§ Page extract
━━━━

Fast Vs Careful Decision Making in Startups

Reversible or Irreversible Decision?

Fast decision making is often the mark of a great entrepreneur.  But as Steve Blank points out in a recent blog post: decisions have two states: “those that are reversible and those that are irreversible.”  Entrepreneurs should take the time to make careful decisions when they are irreversible (such as accepting money from a VC).  For reversible decisions, he recommends starting “a policy of making reversible decisions … before a meeting ends. In a startup it doesn’t matter if you’re 100% right 100% of the time. What matters is having forward momentum and a tight fact-based feedback loop (i.e. Customer Development) to help you quickly recognize and reverse any incorrect decisions.” 

This is awesome guidance considering the countless hours I saw wasted at my first startup where people debated decisions that had little impact on results.  On my marketing team I quickly ended these debates with “test it.”  When debates extended across departments I abdicated the decision to others but measured the results to make sure they weren’t negatively affected.

Higher Velocity Testing Better than Perfect Certainty

At LogMeIn (my second startup) the goal was to start a testing and analytics culture on the marketing team right from the beginning.  Rather than hiring someone with a traditional marketing background, my first marketing hire had an actuarial background (the people that assess insurance risk).  Next we hired a super fast web designer/developer and an equally fast copywriter.  This team was able to rapidly iterate everything to determine combinations that generated optimal conversions.

━━━━

§ Supplied material
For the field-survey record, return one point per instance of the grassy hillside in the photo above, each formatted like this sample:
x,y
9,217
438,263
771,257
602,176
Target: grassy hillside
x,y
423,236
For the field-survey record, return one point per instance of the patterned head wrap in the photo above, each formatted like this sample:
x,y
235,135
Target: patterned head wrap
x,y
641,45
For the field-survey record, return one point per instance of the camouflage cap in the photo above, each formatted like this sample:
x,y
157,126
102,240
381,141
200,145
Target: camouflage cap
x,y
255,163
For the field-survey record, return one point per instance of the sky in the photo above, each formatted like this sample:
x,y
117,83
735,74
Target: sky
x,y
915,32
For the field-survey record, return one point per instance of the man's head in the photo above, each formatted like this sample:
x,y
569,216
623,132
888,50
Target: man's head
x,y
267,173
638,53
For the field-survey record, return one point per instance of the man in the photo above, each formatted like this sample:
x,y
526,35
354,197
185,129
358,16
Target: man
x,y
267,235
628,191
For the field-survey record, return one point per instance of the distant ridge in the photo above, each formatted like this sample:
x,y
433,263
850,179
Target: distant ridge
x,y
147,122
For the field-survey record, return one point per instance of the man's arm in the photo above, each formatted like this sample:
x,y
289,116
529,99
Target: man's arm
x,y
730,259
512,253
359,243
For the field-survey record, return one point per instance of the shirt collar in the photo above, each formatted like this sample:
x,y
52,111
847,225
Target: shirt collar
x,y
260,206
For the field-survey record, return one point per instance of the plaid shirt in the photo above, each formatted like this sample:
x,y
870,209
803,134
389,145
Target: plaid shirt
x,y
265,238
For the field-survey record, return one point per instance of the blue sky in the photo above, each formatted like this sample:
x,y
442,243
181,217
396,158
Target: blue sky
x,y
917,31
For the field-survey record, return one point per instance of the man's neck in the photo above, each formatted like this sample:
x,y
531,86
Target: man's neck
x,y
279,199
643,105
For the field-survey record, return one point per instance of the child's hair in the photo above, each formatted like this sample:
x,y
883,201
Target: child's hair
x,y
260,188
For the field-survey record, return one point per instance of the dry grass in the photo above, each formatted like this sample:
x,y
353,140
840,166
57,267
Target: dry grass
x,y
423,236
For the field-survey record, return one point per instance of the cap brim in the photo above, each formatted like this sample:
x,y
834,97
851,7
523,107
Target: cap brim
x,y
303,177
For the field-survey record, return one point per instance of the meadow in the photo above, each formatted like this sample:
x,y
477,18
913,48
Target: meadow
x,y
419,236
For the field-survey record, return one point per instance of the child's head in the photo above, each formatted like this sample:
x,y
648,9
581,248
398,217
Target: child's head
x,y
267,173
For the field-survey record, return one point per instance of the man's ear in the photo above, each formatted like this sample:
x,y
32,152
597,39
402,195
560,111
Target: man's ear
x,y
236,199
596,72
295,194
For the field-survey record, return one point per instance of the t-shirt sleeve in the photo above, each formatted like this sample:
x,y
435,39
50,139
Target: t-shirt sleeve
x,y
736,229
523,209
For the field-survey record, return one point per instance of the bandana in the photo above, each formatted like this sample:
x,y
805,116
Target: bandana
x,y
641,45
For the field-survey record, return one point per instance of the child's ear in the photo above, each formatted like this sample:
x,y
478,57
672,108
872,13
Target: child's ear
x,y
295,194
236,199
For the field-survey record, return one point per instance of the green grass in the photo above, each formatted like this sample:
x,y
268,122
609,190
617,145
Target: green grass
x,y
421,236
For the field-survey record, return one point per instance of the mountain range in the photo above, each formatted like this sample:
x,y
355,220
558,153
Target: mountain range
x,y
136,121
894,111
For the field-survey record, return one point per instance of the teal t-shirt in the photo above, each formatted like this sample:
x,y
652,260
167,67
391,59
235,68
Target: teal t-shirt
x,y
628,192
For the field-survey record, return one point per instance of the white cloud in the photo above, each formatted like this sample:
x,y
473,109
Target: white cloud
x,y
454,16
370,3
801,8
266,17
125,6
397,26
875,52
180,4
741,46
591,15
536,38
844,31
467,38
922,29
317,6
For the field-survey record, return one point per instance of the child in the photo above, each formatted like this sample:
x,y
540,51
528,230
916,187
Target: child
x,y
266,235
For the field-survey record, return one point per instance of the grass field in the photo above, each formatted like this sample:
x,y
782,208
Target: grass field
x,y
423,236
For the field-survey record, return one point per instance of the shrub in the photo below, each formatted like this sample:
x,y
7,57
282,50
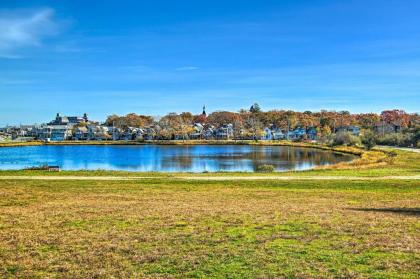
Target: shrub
x,y
369,140
265,168
345,138
397,139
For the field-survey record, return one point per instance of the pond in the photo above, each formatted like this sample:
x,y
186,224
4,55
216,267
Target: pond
x,y
168,158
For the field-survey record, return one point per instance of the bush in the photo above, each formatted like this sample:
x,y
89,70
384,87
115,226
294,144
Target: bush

━━━━

§ Work instruction 1
In the startup decision-making article, what kind of background did the author's first marketing hire at LogMeIn have?
§ Work instruction 2
Repeat the startup decision-making article's wording from "This is awesome" up to and including "weren’t negatively affected.".

§ Expected answer 1
An actuarial background.

§ Expected answer 2
This is awesome guidance considering the countless hours I saw wasted at my first startup where people debated decisions that had little impact on results.  On my marketing team I quickly ended these debates with “test it.”  When debates extended across departments I abdicated the decision to others but measured the results to make sure they weren’t negatively affected.